(Goal)
Reproduce all of the records below, changing each occurrence of "separate parts" to "disconnected pieces" and leaving every other character unchanged.

(Record extracts)
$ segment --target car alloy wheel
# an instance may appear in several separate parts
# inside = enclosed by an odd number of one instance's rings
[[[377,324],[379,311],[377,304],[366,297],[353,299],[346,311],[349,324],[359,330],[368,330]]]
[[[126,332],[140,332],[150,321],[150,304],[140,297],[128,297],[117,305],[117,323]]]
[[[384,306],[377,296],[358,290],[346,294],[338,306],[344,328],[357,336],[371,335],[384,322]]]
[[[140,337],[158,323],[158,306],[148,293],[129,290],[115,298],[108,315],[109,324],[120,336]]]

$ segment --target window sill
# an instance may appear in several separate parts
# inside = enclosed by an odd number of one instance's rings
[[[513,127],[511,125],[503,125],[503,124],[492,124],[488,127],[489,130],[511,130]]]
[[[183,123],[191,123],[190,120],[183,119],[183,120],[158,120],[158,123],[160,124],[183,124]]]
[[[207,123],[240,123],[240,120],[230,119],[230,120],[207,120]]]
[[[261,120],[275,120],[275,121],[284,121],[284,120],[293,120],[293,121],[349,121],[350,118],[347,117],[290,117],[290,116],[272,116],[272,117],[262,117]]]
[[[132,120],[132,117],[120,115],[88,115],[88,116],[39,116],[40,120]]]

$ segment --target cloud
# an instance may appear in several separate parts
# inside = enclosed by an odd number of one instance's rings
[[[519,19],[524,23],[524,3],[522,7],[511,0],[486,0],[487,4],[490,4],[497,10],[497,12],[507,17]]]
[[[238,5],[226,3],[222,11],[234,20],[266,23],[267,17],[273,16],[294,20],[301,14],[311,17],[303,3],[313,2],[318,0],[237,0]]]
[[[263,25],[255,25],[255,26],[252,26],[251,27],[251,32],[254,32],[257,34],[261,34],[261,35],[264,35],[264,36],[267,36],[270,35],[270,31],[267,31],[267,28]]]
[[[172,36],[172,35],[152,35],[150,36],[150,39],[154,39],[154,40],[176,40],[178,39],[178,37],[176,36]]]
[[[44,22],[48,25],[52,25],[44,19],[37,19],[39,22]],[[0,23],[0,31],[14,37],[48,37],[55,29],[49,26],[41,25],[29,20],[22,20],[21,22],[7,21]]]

(Full output)
$ segment --target car alloy wheel
# an instance may appear in several disconnected pieces
# inside = enclosed by an odd number of one instance's rings
[[[377,324],[379,311],[377,304],[366,297],[353,299],[346,311],[349,324],[359,330],[368,330]]]
[[[126,332],[140,332],[150,321],[150,304],[140,297],[128,297],[117,305],[117,323]]]
[[[384,306],[377,296],[358,290],[346,294],[338,306],[344,328],[357,336],[371,335],[384,322]]]
[[[140,337],[158,323],[158,306],[148,293],[129,290],[115,298],[108,315],[109,324],[120,336]]]

$ segment --target window sill
# an instance may appear in several disconnected pieces
# inside = enclosed by an odd number of one instance's rings
[[[513,127],[511,125],[503,125],[503,124],[492,124],[488,127],[489,130],[511,130]]]
[[[183,123],[191,123],[190,120],[183,119],[183,120],[158,120],[158,123],[160,124],[183,124]]]
[[[207,123],[240,123],[240,120],[230,119],[230,120],[207,120]]]
[[[261,120],[275,120],[275,121],[284,121],[284,120],[293,120],[293,121],[349,121],[350,118],[347,117],[290,117],[290,116],[272,116],[272,117],[262,117]]]
[[[132,120],[132,117],[120,115],[88,115],[88,116],[39,116],[40,120]]]

$ segment --target cloud
# an instance may appear in several disconnected pieces
# inside = enclosed by an odd number of one instance's rings
[[[519,19],[524,23],[524,3],[522,7],[511,0],[486,0],[487,4],[490,4],[497,10],[497,12],[507,17]]]
[[[238,5],[226,3],[222,11],[234,20],[266,23],[267,17],[273,16],[294,20],[301,14],[311,17],[303,3],[313,2],[318,0],[237,0]]]
[[[263,25],[255,25],[255,26],[252,26],[251,27],[251,32],[254,32],[257,34],[261,34],[261,35],[264,35],[264,36],[267,36],[270,35],[270,31],[267,31],[267,28]]]
[[[172,36],[172,35],[152,35],[150,36],[150,39],[154,39],[154,40],[176,40],[178,39],[178,37],[176,36]]]
[[[44,22],[48,25],[52,25],[44,19],[37,19],[39,22]],[[0,23],[0,31],[14,37],[48,37],[55,29],[49,26],[41,25],[29,20],[22,20],[21,22],[7,21]]]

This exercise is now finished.